Given passage
*****

Sony Pictures // R // October 1, 2013
List Price: $40.99 [Buy now and save at Amazon]

Review by Francis Rizzo III | posted October 2, 2013 | E-mail the Author
In 10 Words or Less
Some bros, some demons...good times

Reviewer's Bias*
Loves: Half of the cast, megacasts
Likes: The other half, meta comedy, playing against character
Dislikes: Danny McBride's characters
Hates: Drugs, demonic possession

The Movie
It almost seems like a joke unto itself. A bunch of Hollywood goofballs gather at James Franco's house as Judgment Day arrives on Earth. But under the guidance of Seth Rogen and Evan Goldberg, the guys who wrote Superbad, this scenario became the core of This is the End, which sees Franco, Rogen, Jonah Hill, Craig Robinson and Jay Baruchel, along with a host of other well-known faces, playing themselves as they face down the Biblical end of the world by holding down the fort at Franco's place. It's a meta-comedy wrapped in a horror film with the energy of an action movie.

When you have a gang of actors as polarizing as Rogen and company (maybe not Robinson, who most people flat-out love) playing slightly exaggerated versions of themselves, much of the film's success will ride on your view of them. It's as if the movie is a sequel to their lives, building on their years of work and celebrity, and if you missed the first part, you m,ay not get what's going on. Personally, this crew includes some of my favorite actors (no, not those guys) so this was an easy sell. That they play together well, and are more than willing to be ridiculous makes for a fun experience. Jonah Hill plays the most inauthentic version of himself possible, while Franco's portrayal lives up to most people's view of his quirky personality. But of all the big names who make appearances in this movie, including Emma Watson, Rihanna, Kevin Hart and Aziz Ansari, no one makes quite the same impact as Michael Cera. The term "playing against type" was made for his performance.

While the beginning of the film is all about the laughs, as it sets up a storyline between Rogen and Baruchel, a couple of Canadian stars with differing views of Hollywood, when the Rapture comes, it hits in a big, big way, and suddenly the film becomes legitimately scary at times, while trying to keep a foot in the world of funny, often trading on the fact that these actors are soft people who do soft work and they can't really fend for themselves very well. An attempted exorcism goes predictably, and gloriously wrong, while the presence of some legitimate demons from hell keep the dramatic stakes sufficiently high. Of course, with Rogen and Goldberg at the helm, writing and directing, even the most terrifying adversary is subject to being made the butt of a dick joke, which makes it a little harder to take the storyline very seriously (an extended screaming jag by Franco about indiscriminate ejaculate is probably the film's low point.) The mostly unnecessary and utterly unmotivated ending doesn't help either.

*****

Dataset entries

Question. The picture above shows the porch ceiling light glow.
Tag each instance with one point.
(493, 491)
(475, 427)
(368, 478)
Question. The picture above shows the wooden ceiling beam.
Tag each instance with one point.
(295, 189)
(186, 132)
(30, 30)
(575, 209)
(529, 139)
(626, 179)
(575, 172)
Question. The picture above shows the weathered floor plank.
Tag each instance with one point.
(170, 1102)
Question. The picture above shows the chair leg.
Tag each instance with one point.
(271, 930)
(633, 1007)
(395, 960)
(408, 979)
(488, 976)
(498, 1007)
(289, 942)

*****

Task statement
Write out the part of the movie review that begins at the words "Reviewer's Bias*" and stops after the words "an action movie.", without changing a word. The data that comes after the review is separate material.

Correct output
Reviewer's Bias*
Loves: Half of the cast, megacasts
Likes: The other half, meta comedy, playing against character
Dislikes: Danny McBride's characters
Hates: Drugs, demonic possession

The Movie
It almost seems like a joke unto itself. A bunch of Hollywood goofballs gather at James Franco's house as Judgment Day arrives on Earth. But under the guidance of Seth Rogen and Evan Goldberg, the guys who wrote Superbad, this scenario became the core of This is the End, which sees Franco, Rogen, Jonah Hill, Craig Robinson and Jay Baruchel, along with a host of other well-known faces, playing themselves as they face down the Biblical end of the world by holding down the fort at Franco's place. It's a meta-comedy wrapped in a horror film with the energy of an action movie.